DIRECTIONS FOR THIS TASK
Copy out all of the data below word for word, but leave out the pictures.

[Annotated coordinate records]
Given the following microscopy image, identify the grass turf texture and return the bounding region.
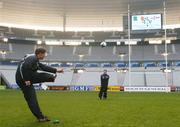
[0,90,180,127]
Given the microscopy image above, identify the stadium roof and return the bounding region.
[0,0,180,31]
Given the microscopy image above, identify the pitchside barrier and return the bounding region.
[124,87,171,92]
[70,86,94,91]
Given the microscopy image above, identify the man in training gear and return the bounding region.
[16,48,63,122]
[99,70,109,99]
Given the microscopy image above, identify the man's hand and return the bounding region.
[56,69,64,73]
[25,81,31,86]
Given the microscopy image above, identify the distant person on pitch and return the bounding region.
[99,70,109,99]
[16,48,63,122]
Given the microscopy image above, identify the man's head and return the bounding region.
[103,70,107,74]
[35,48,46,60]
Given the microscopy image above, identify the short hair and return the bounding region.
[104,69,107,72]
[35,48,46,55]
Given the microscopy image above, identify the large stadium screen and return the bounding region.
[131,14,162,30]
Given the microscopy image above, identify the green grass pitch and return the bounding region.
[0,90,180,127]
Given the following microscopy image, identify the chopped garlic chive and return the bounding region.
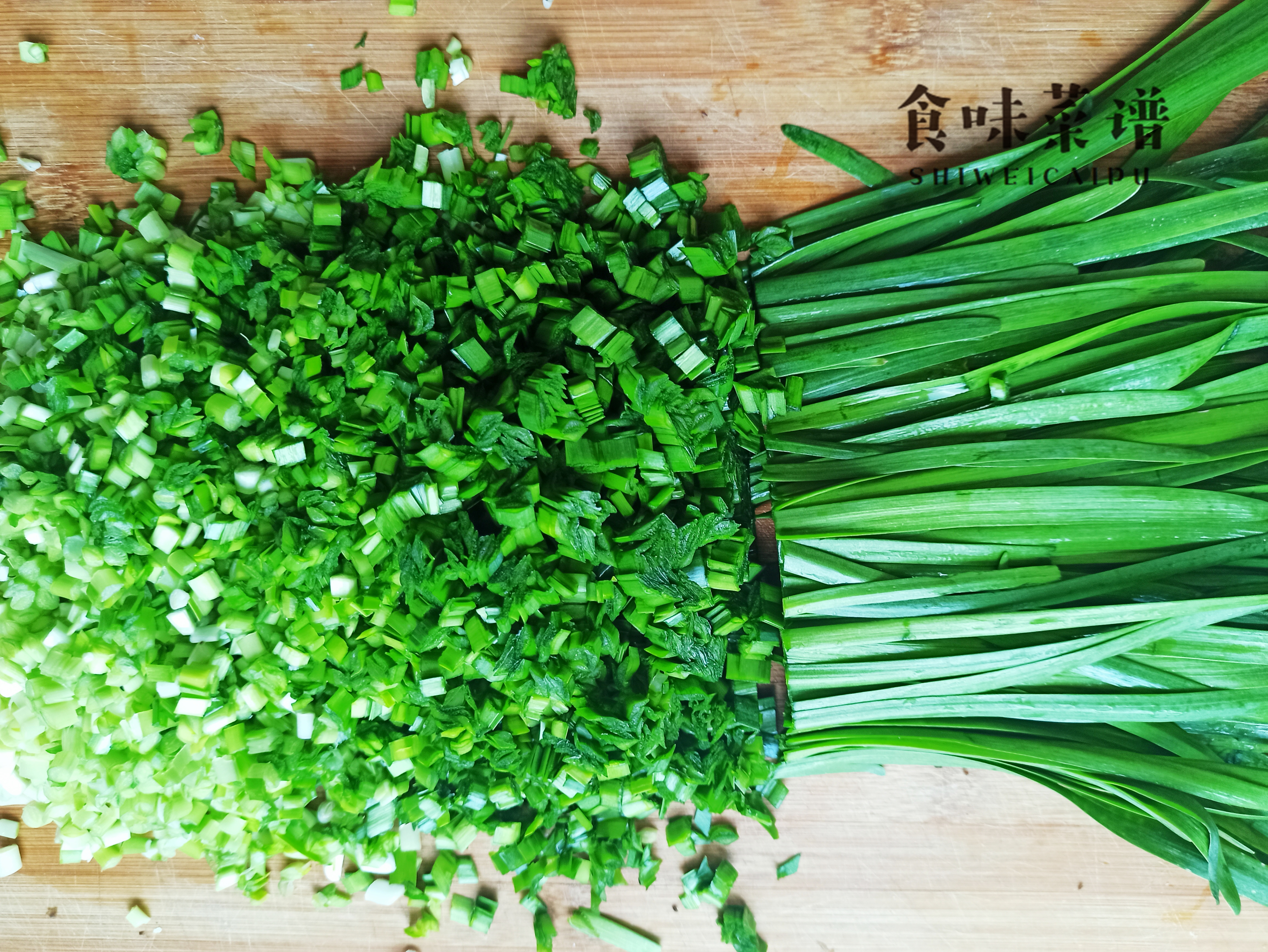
[18,41,48,63]
[126,905,150,929]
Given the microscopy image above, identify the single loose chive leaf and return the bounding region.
[568,909,661,952]
[230,140,256,181]
[339,63,365,89]
[18,41,48,63]
[105,126,167,181]
[500,43,581,118]
[183,109,224,156]
[126,905,150,929]
[780,126,898,188]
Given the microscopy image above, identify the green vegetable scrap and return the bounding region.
[0,179,35,237]
[339,63,365,89]
[18,41,48,63]
[105,126,167,181]
[718,905,766,952]
[183,109,224,156]
[501,43,581,119]
[230,141,256,181]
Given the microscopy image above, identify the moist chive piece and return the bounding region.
[181,109,224,156]
[105,126,167,181]
[775,853,801,880]
[568,909,661,952]
[230,140,256,181]
[413,47,449,109]
[780,124,898,188]
[18,41,48,63]
[500,43,581,118]
[339,63,365,89]
[124,905,150,929]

THE REPLY
Given the following microscopy image, identify the grass turf texture and return the bounding region.
[0,90,180,127]
Given the microscopy image above, identify the stadium roof and return the bounding region.
[0,0,180,31]
Given the microscopy image above, identify the pitchside barrier and return the bounding region.
[124,87,171,92]
[70,86,94,91]
Given the microscopy image above, identify the man in training gear and return the bounding region.
[16,48,63,122]
[99,70,109,99]
Given the microscopy image above, identify the man's hand and return the bounding region.
[56,69,64,73]
[25,81,31,86]
Given the microscopy image above, identify the distant person on pitch and return the bounding region.
[99,70,109,99]
[16,48,63,122]
Given the microscopy image above, identify the man's head and return the bounding region.
[103,70,107,74]
[35,48,46,60]
Given the microscopy image above, identify the short hair and return the bounding region.
[104,69,107,72]
[35,48,46,55]
Given the microscopy image above, identify the large stadium screen and return the bounding region.
[131,14,162,30]
Given the microscopy image above, identify the green grass pitch and return the bounding region.
[0,90,180,127]
Given the following microscopy image, identify the chopped garlic chive and return the bounding region.
[18,41,48,63]
[126,905,150,929]
Given the microscopy image above, identify the single loose chive leaf and return the bounding region.
[568,909,661,952]
[230,140,256,181]
[339,63,365,89]
[18,41,48,63]
[105,126,167,181]
[500,43,581,118]
[183,109,224,156]
[126,905,150,929]
[780,126,898,188]
Given the microscopy image above, identify the green vegetable scrap and return the bounding region.
[0,179,35,237]
[339,63,365,89]
[18,41,48,63]
[105,126,167,181]
[718,905,766,952]
[183,109,224,156]
[501,43,581,119]
[230,141,256,181]
Given the microscopy image above, identify the moist chive piece and return the bounding region.
[181,109,224,156]
[105,126,167,181]
[775,853,801,880]
[568,909,661,952]
[230,140,256,181]
[413,47,449,109]
[780,124,898,188]
[18,41,48,63]
[500,43,581,118]
[339,63,365,89]
[124,905,150,929]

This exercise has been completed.